*Task goal:* Retype the whole listing verbatim and keep the pictures out of it.

*Data for this task:*
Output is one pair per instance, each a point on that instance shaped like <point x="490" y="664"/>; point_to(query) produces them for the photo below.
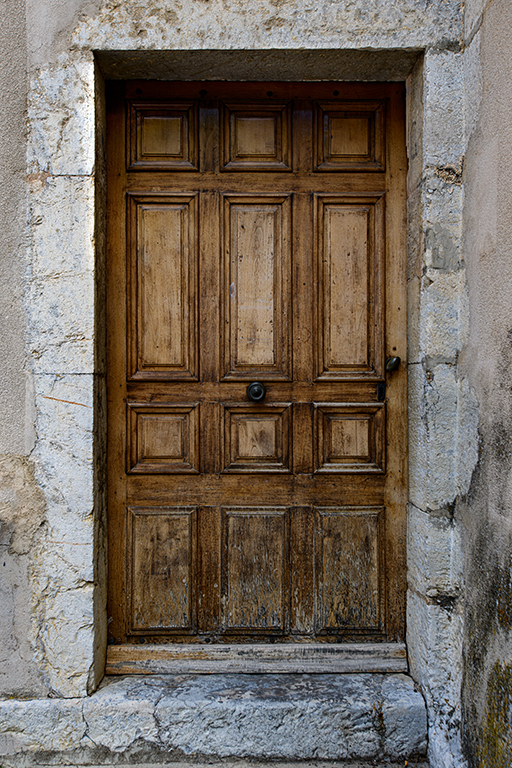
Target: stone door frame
<point x="66" y="342"/>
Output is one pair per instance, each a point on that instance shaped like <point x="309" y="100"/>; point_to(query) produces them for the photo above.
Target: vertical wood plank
<point x="302" y="549"/>
<point x="209" y="573"/>
<point x="396" y="344"/>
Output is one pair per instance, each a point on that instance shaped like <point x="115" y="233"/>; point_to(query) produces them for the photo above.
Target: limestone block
<point x="40" y="724"/>
<point x="119" y="715"/>
<point x="434" y="638"/>
<point x="263" y="25"/>
<point x="404" y="721"/>
<point x="61" y="118"/>
<point x="442" y="201"/>
<point x="433" y="401"/>
<point x="61" y="323"/>
<point x="434" y="558"/>
<point x="443" y="105"/>
<point x="267" y="716"/>
<point x="65" y="640"/>
<point x="61" y="210"/>
<point x="255" y="716"/>
<point x="439" y="315"/>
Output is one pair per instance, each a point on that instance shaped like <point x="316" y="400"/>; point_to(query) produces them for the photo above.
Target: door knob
<point x="256" y="391"/>
<point x="392" y="364"/>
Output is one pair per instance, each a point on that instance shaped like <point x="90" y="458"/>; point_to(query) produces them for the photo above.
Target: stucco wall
<point x="487" y="511"/>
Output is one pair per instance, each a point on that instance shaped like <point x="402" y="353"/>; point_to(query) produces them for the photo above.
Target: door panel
<point x="164" y="275"/>
<point x="257" y="287"/>
<point x="256" y="238"/>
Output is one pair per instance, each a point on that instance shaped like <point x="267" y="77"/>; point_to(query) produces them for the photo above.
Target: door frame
<point x="117" y="663"/>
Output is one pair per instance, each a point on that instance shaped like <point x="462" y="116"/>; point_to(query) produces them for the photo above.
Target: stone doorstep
<point x="136" y="719"/>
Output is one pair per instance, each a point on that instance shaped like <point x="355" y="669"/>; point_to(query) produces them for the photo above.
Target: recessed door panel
<point x="257" y="438"/>
<point x="256" y="136"/>
<point x="257" y="286"/>
<point x="350" y="261"/>
<point x="256" y="238"/>
<point x="349" y="583"/>
<point x="255" y="590"/>
<point x="163" y="279"/>
<point x="162" y="545"/>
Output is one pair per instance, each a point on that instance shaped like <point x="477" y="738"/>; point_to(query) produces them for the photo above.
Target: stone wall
<point x="54" y="482"/>
<point x="486" y="511"/>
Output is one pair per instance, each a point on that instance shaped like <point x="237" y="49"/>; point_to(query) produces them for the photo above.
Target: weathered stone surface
<point x="292" y="717"/>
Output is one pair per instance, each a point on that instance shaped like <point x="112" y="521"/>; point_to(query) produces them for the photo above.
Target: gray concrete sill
<point x="186" y="718"/>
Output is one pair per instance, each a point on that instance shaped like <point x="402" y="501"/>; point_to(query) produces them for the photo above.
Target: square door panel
<point x="163" y="438"/>
<point x="255" y="592"/>
<point x="257" y="438"/>
<point x="349" y="136"/>
<point x="256" y="136"/>
<point x="161" y="562"/>
<point x="349" y="437"/>
<point x="257" y="286"/>
<point x="349" y="569"/>
<point x="163" y="136"/>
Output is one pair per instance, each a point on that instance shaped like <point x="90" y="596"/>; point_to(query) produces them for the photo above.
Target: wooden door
<point x="256" y="234"/>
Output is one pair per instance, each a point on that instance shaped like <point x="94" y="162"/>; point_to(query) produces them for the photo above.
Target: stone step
<point x="175" y="718"/>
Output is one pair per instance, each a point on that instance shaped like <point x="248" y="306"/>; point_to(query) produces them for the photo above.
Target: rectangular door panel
<point x="257" y="287"/>
<point x="255" y="570"/>
<point x="350" y="261"/>
<point x="161" y="565"/>
<point x="349" y="585"/>
<point x="163" y="276"/>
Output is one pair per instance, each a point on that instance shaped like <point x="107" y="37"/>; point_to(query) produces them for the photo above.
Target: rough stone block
<point x="61" y="118"/>
<point x="434" y="637"/>
<point x="439" y="323"/>
<point x="61" y="210"/>
<point x="61" y="324"/>
<point x="295" y="717"/>
<point x="443" y="105"/>
<point x="434" y="554"/>
<point x="432" y="436"/>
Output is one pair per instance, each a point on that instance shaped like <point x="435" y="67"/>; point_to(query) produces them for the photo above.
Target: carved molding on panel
<point x="161" y="570"/>
<point x="256" y="136"/>
<point x="350" y="251"/>
<point x="163" y="136"/>
<point x="350" y="584"/>
<point x="350" y="136"/>
<point x="349" y="437"/>
<point x="163" y="274"/>
<point x="163" y="438"/>
<point x="257" y="438"/>
<point x="257" y="287"/>
<point x="255" y="580"/>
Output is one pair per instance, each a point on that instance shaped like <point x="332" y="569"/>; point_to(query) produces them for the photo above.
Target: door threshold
<point x="257" y="658"/>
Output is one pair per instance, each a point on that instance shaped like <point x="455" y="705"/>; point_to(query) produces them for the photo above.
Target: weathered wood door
<point x="256" y="234"/>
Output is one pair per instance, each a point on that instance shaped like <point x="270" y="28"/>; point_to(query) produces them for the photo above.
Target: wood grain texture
<point x="162" y="136"/>
<point x="306" y="658"/>
<point x="251" y="522"/>
<point x="162" y="544"/>
<point x="256" y="136"/>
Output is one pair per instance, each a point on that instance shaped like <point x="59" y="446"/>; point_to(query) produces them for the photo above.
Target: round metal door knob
<point x="256" y="391"/>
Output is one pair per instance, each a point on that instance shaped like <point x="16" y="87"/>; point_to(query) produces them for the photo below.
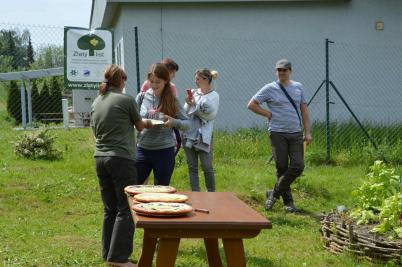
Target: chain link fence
<point x="363" y="96"/>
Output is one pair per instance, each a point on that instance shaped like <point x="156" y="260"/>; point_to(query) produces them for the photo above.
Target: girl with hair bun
<point x="202" y="107"/>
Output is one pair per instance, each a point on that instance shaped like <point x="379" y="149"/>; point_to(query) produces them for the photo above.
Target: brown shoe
<point x="121" y="264"/>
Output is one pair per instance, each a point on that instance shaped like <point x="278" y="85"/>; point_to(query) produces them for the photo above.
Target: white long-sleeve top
<point x="202" y="115"/>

*Solution to this problem:*
Output is one pair per instance, each a point on that instance shaped like <point x="490" y="664"/>; point_to(query) produces them for the photo below.
Target: stone door frame
<point x="66" y="342"/>
Output is one pair per instance, each a point on that instance shaped like <point x="309" y="100"/>; point_to(query) produces them for the photo above.
Target: vertical wood plank
<point x="302" y="549"/>
<point x="209" y="573"/>
<point x="396" y="344"/>
Output is one pair per instance, each a point on that instance shaped like <point x="115" y="233"/>; point_to(query) produces them for the photo above.
Target: limestone block
<point x="40" y="724"/>
<point x="119" y="715"/>
<point x="434" y="638"/>
<point x="263" y="25"/>
<point x="404" y="721"/>
<point x="61" y="118"/>
<point x="442" y="201"/>
<point x="433" y="401"/>
<point x="61" y="323"/>
<point x="434" y="558"/>
<point x="443" y="105"/>
<point x="267" y="716"/>
<point x="65" y="640"/>
<point x="61" y="210"/>
<point x="255" y="716"/>
<point x="439" y="315"/>
Output is one pair per instance, each a point on that instance shaped like <point x="316" y="400"/>; point_to(query) produces them for the photo above.
Target: door knob
<point x="256" y="391"/>
<point x="392" y="364"/>
Output is one pair per instance, each a point on that instance shaped like <point x="90" y="458"/>; point_to(query) produces them for the photo above.
Target: stucco wall
<point x="487" y="511"/>
Output is one pair per instance, each a point on that instance shaped like <point x="402" y="353"/>; point_to(query) produces them for the photo above.
Target: door panel
<point x="164" y="275"/>
<point x="257" y="287"/>
<point x="256" y="238"/>
Output is one pair per instance, each a point on that instance shaped like <point x="267" y="77"/>; point_to(query) produces them for the photo above.
Target: door frame
<point x="117" y="663"/>
Output is one pair per instance, each a point on that instance shaped like <point x="462" y="116"/>; point_to(query) produces them for the photo above.
Target: stone doorstep
<point x="136" y="719"/>
Output is one pair per instance, each a point on that instance shaped like <point x="355" y="669"/>; point_to(query) produces them for the photo above.
Target: recessed door panel
<point x="257" y="438"/>
<point x="256" y="136"/>
<point x="257" y="286"/>
<point x="350" y="261"/>
<point x="256" y="238"/>
<point x="349" y="583"/>
<point x="255" y="590"/>
<point x="163" y="279"/>
<point x="162" y="545"/>
Output is one pair per instance, each a point on that instance shaped like <point x="477" y="738"/>; point_to(query) produces them for the photo above.
Target: stone wall
<point x="54" y="482"/>
<point x="486" y="511"/>
Output is one pair per instance, each a point on that instance shaped like <point x="237" y="49"/>; point_to(query) produces them for the photo above.
Target: weathered stone surface
<point x="292" y="717"/>
Output is one pair per instance, each a point on that instance shaped like <point x="112" y="521"/>; point_to(query) produces them for the photo above.
Target: gray concrete sill
<point x="186" y="718"/>
Output is one pair per instance, each a point on that instance shaped like <point x="402" y="501"/>; point_to(query) produces them for the photo above.
Target: square door panel
<point x="163" y="438"/>
<point x="255" y="592"/>
<point x="257" y="438"/>
<point x="349" y="136"/>
<point x="256" y="136"/>
<point x="161" y="562"/>
<point x="349" y="437"/>
<point x="257" y="286"/>
<point x="349" y="569"/>
<point x="163" y="136"/>
Output is one pair per instance, each a point on that instance shaped like <point x="90" y="596"/>; point_to(query) produces them for the photo above.
Target: wooden door
<point x="256" y="234"/>
Output is one pair per instance, each a point on that instance shaped like <point x="94" y="162"/>; point_to(query) produces them for the photo above.
Target: stone step
<point x="175" y="718"/>
Output is one pair per instance, each a point on that instance shaped like <point x="248" y="306"/>; point_to(query) produces them for the photo above.
Target: rectangular door panel
<point x="257" y="287"/>
<point x="255" y="570"/>
<point x="350" y="261"/>
<point x="161" y="565"/>
<point x="349" y="585"/>
<point x="163" y="276"/>
Output is one pair per instance, each a point on that instance shaped like <point x="107" y="37"/>; point_to(query) produces them for the photo above.
Target: rough stone block
<point x="61" y="118"/>
<point x="434" y="637"/>
<point x="439" y="323"/>
<point x="61" y="210"/>
<point x="61" y="324"/>
<point x="295" y="717"/>
<point x="443" y="105"/>
<point x="434" y="554"/>
<point x="432" y="436"/>
Output is one pair per instance, each a point on that instance shaped like <point x="435" y="67"/>; point_to(query) produces them for the photo above.
Target: carved molding on panel
<point x="161" y="570"/>
<point x="256" y="136"/>
<point x="350" y="251"/>
<point x="163" y="136"/>
<point x="350" y="584"/>
<point x="350" y="136"/>
<point x="349" y="437"/>
<point x="163" y="274"/>
<point x="163" y="438"/>
<point x="257" y="438"/>
<point x="257" y="287"/>
<point x="255" y="580"/>
Output is one pair per instance, each a point on that instance shaped like <point x="332" y="569"/>; point_to(query) produces them for the photo above.
Target: door threshold
<point x="257" y="658"/>
Output is one pair per instance, each a point on that instance shaped like <point x="455" y="705"/>; point_to(query) produces them for the photo above.
Target: weathered wood door
<point x="256" y="234"/>
Output is one pair per instance, each a point on that instance shaped like <point x="270" y="28"/>; point_to(query) produces them for the photo above.
Target: wood grain texture
<point x="162" y="136"/>
<point x="306" y="658"/>
<point x="251" y="522"/>
<point x="162" y="544"/>
<point x="256" y="136"/>
Output is one pair per instance, each a point on that instance shaped like <point x="59" y="446"/>; point_to(query) produces them for the photo above.
Target: round metal door knob
<point x="256" y="391"/>
Output is one pair per instance, each a point on that instance shaped like <point x="16" y="87"/>; point_to(query) produces them for the photo below.
Target: chain link fence
<point x="363" y="96"/>
Output is one pair per instance, each a point on that instance shaped like <point x="156" y="260"/>; point_to(query) produces them for the photo above.
Target: girl with hair bun
<point x="202" y="107"/>
Output is one pair per instance, each a point on that instance shaped like <point x="379" y="149"/>; point_to(query) produces them for the photo above.
Target: brown shoe
<point x="121" y="264"/>
Output is one pair per instance, each a point on that instance shaped like <point x="278" y="85"/>; point_to(query) produces them for the photo above.
Target: white long-sleeve top
<point x="202" y="115"/>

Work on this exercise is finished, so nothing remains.